::: Source text

Hopefully, this page will answer some of the most common questions about pet insurance.
If you can't find what you're looking for here, try our help centre.
Do I need pet insurance? Can’t I just self-insure?
Self-insurance is a method people use instead of taking out a policy with an insurance provider. It involves taking on the risk yourself by regularly setting aside money to cover potential costs. There is information about self-insurance in our article on whether you need pet insurance.
For people who prefer to save, we have created a product that only covers you for legal claims against you or your pet, which typically exceed people’s savings – this is the cheapest insurance we offer.
We also created a policy that pays money back when you don't need to claim.
What's the minimum age my pet has to be for me to get insurance?
Regardless of how young your pet is now, you can get a quote and buy a policy. Bought By Many will simply have to delay the start of your cover slightly, as your pet needs to be at least 4 weeks old when your cover begins.
Other insurers may have other minimum age limits.
Find out more about our pet insurance.
What's the maximum age my pet can be for me to get insurance?
Most of our policies have no upper age limit and will cover older pets of any age.
If you already have a policy, we suggest you carefully check its wording as some insurers do have a maximum age limit and a policy's excess or co-payment can increase when a pet reaches a certain age.
Can I insure more than one pet?
Yes, although not all insurers offer this option. Read our guide to providers that offer multi-pet quotes and discounts.
Our pet insurance offers 15% when you insure more than one pet on the same policy - this is the biggest multi-pet discount on the market.
Is dental cover included in my pet insurance?
Most pet insurance policies won't pay out for dental treatment unless your pet's teeth are damaged in an accident. However, we’ve created a list of policies that include dental cover.
Except for our Liability Only product, all of our own products include dental cover for accidents as standard.

::::::

= Task set =
[1] According to the pet insurance FAQ, how old must a pet be when Bought By Many cover begins?
[2] Using the pet insurance FAQ, decide whether each statement agrees with it, answering yes or no and quoting the words that settle it: (a) Insuring more than one pet on the same policy earns a 15% discount. (b) The Liability Only product includes dental cover for accidents. (c) Most of the company's policies set an upper age limit for pets.
[3] Write the next part of the pet insurance FAQ, picking up after its final sentence.
The listing that comes next plays no part in this.

::: Data shown

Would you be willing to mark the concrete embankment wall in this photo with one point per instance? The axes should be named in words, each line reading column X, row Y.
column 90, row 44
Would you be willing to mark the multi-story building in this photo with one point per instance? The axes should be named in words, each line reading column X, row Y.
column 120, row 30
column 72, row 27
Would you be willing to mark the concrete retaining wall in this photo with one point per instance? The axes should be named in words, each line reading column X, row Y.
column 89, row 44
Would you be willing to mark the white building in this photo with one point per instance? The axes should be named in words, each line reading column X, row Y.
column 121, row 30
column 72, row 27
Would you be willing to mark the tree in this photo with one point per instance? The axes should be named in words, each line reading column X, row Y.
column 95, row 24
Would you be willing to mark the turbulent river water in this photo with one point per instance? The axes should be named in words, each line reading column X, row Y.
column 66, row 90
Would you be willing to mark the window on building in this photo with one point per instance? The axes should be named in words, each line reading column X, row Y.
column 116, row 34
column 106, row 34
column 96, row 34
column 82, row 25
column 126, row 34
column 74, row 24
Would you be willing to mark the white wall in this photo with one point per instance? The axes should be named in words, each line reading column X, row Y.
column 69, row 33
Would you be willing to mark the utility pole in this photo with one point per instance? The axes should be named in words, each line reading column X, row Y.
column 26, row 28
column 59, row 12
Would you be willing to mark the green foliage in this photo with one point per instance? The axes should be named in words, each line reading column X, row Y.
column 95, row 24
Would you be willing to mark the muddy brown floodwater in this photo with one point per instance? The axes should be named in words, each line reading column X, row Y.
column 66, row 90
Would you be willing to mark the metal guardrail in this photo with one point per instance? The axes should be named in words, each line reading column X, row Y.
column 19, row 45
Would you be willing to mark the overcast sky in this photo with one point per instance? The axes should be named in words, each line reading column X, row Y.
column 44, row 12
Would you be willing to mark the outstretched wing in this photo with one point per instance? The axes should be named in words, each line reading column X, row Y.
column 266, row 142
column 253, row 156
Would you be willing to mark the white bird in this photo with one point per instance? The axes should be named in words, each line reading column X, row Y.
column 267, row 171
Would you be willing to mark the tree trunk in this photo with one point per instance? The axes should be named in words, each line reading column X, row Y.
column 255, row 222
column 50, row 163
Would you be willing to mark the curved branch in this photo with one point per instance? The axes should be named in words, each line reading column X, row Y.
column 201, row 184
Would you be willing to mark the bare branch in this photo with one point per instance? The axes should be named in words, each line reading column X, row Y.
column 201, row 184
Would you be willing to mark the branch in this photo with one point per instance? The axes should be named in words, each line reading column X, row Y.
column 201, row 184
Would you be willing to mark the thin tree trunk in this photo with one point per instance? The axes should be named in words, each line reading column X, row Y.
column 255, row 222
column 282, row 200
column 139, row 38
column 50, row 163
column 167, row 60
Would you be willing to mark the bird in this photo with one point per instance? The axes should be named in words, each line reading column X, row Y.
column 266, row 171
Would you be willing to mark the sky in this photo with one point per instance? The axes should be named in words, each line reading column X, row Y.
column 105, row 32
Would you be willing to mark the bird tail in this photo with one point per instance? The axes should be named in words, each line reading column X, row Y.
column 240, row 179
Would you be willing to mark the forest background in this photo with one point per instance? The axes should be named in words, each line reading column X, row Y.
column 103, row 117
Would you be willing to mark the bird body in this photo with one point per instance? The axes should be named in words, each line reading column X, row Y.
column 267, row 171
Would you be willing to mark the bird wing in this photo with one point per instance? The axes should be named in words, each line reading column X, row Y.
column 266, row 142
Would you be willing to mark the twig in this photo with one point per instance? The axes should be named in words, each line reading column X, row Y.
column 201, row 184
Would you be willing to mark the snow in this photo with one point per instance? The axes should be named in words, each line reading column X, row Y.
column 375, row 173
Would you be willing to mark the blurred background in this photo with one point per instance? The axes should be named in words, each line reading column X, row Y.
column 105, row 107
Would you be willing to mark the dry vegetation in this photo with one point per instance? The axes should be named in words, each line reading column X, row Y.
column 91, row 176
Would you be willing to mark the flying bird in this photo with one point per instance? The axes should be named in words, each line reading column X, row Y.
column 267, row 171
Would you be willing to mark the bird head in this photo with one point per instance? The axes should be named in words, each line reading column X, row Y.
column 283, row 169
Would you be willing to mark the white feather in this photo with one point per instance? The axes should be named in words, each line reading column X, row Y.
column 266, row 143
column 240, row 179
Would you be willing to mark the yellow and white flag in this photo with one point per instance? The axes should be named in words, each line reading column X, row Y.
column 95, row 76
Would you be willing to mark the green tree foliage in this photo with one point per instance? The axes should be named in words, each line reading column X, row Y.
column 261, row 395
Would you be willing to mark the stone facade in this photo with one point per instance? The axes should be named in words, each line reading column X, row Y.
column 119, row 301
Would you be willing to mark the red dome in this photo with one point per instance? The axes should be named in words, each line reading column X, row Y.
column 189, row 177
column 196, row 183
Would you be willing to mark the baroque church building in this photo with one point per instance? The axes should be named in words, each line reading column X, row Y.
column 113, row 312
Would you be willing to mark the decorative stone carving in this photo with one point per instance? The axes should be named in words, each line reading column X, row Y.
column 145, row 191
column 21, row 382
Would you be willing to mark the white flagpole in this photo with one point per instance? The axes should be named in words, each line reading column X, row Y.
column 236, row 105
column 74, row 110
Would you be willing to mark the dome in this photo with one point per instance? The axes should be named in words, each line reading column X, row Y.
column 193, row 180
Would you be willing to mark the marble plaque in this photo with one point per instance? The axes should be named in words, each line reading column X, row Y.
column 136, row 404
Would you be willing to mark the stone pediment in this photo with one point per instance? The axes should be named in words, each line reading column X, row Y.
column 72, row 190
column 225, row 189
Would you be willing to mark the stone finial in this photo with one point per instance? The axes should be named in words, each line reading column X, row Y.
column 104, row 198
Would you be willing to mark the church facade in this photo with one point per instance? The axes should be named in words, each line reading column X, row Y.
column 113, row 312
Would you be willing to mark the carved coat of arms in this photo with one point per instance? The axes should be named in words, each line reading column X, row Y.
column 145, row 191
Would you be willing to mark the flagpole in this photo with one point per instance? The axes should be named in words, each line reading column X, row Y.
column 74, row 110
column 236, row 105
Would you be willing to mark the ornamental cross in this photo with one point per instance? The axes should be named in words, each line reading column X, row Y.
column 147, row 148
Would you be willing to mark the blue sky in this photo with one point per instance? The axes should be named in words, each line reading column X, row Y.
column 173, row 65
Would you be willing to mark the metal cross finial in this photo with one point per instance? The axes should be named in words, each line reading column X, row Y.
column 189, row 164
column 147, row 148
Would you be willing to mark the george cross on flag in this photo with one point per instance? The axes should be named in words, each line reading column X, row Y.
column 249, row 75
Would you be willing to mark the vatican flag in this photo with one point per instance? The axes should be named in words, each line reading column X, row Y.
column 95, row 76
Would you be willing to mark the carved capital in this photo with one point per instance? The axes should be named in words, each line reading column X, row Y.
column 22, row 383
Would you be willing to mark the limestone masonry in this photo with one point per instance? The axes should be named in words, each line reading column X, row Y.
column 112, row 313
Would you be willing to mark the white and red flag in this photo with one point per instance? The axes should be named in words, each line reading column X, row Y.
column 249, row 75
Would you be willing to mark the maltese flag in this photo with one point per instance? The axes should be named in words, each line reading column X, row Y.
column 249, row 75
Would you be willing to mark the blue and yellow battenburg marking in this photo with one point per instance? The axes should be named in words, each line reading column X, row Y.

::::::

= Responses in order =
[1] At least 4 weeks old.

[2]
(a) Yes: "Our pet insurance offers 15% when you insure more than one pet on the same policy"
(b) No: "Except for our Liability Only product, all of our own products include dental cover for accidents as standard."
(c) No: "Most of our policies have no upper age limit and will cover older pets of any age."

[3]
Our Complete policy also covers dental treatment recommended by a vet for up to £15,000 a year as standard. Get a quote.
What is accident-only insurance?
Insurers will offer different levels of cover but generally accident-only policies provide a fixed amount of money if your pet has an accident but will not pay out for on-going or one-off illnesses.
However, some policies may include an amount towards the cost of emergency treatment of an illness. There is also more information in our guide to dog insurance.
What does lifetime pet insurance mean?
Lifetime (or ‘yearly limit’) insurance covers vet fees up to the stated limit every year. This can be a good option if you worry about your pet developing a long-term or recurring illness. So long as you renew a lifetime policy each year, the level of vet fees will reset to the full stated limits that you started with.
With a lifetime product, it is important to note that your premiums will increase each year at renewal. This is different to a “Per Condition” policy, where a particular condition can become excluded once the condition limit is reached.
Please note that your excess is likely to increase as your pet gets older. With our policies when your pet turns 9, a fixed excess of £99, a year if you claim, plus 20% of each claim will apply.
Lifetime policies can be a good option to explore if you are concerned about your pet developing long-term or recurring illness. All of the insurers on our best pet insurance for dogs and cats lists offer lifetime cover.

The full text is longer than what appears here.